%%

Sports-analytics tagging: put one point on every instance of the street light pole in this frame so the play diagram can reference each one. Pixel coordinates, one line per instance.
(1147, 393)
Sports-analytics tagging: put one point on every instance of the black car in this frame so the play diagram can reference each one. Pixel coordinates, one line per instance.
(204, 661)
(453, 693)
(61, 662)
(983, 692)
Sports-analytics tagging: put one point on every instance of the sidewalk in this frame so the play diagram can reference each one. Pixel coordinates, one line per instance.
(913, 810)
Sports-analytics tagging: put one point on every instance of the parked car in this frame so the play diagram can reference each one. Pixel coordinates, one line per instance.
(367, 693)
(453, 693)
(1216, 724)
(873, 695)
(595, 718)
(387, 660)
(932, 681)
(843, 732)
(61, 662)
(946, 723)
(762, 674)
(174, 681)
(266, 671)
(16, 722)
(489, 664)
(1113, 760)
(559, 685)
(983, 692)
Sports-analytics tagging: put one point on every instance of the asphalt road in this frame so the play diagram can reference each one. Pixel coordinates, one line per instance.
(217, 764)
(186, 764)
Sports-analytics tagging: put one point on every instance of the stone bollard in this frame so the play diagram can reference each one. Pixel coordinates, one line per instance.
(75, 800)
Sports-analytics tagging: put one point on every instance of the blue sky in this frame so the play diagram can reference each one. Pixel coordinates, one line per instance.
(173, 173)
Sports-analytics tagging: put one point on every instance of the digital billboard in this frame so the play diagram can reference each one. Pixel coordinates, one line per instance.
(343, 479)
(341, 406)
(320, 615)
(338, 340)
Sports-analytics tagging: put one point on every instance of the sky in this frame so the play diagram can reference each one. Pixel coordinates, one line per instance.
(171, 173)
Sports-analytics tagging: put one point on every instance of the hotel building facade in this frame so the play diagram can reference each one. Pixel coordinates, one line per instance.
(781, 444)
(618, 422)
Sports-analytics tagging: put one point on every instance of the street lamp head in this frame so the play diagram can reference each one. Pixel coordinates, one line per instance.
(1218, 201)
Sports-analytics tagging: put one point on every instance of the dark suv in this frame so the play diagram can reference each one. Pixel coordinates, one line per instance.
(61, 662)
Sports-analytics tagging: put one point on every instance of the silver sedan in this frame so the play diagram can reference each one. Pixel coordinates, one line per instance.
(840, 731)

%%

§ **BRIEF**
Once more, write out the entries exactly as they were written.

§ **TASK RESULT**
Sports-analytics tagging: put one point on every instance of the street light pole in this frame so the play diagram can reference each one. Pixel coordinates, one line per instance.
(1147, 393)
Sports-analytics tagging: put one point on every instance of the black car in this frame so the play diagram can reference each one. Pixel coordinates, one line per instance.
(204, 661)
(453, 693)
(61, 662)
(983, 692)
Sports-analytics tagging: put one point on every instance of the sidewalk in this frame so the play diagram can reference each one. Pixel coordinates, one line per instance.
(913, 810)
Sports-analytics tagging: put one point on every instance of the parked car in this frame so the play diagram can reference each one. Pixel coordinates, one line per instance.
(367, 693)
(453, 693)
(1216, 724)
(873, 695)
(595, 718)
(387, 660)
(932, 681)
(843, 732)
(61, 662)
(946, 723)
(762, 674)
(174, 681)
(266, 671)
(16, 722)
(489, 664)
(1113, 760)
(559, 685)
(983, 692)
Sports-analytics tagging: put one point on every instance of the asphalt road in this frame so the play diagram can reference each one. Pixel coordinates, one line per instance.
(217, 764)
(186, 764)
Sports-analytics tagging: put one point on every instance of the stone bollard in this frame so the play diagram can reference each one. Pixel coordinates, one line per instance.
(75, 800)
Sports-analytics tagging: put one point on every instance of the blue sky in this frame so the play diagram can reference each one. Pixel coordinates, one line per instance.
(173, 173)
Sports-analytics tagging: put one point on every instance of the digital billboard in this frame so the play diagram can reference each one. Pixel coordinates, one line per instance.
(343, 479)
(341, 406)
(320, 615)
(338, 340)
Sports-analytics tagging: put one point on every instance of the sky in this frame so the play diagram can reference each one. Pixel coordinates, one line per instance.
(171, 173)
Sports-analytics tagging: put one point on every instance of the hotel building facade in this frame so the play diagram can reference each one. Pixel coordinates, one line per instance.
(781, 444)
(618, 422)
Sports-analytics tagging: put one point on every instance of the street lamp head in this frame so the play diagram can reference each one. Pixel coordinates, one line per instance.
(1218, 201)
Sports-analytics tagging: put one point on every instance of the dark suv in this frame so the play diagram can reference each one. Pixel coordinates, one line per instance.
(61, 662)
Sports-analytics tagging: put one point on every instance of the silver sedan in this frame so the play diagram can reference each one. Pixel coordinates, one line per instance.
(840, 731)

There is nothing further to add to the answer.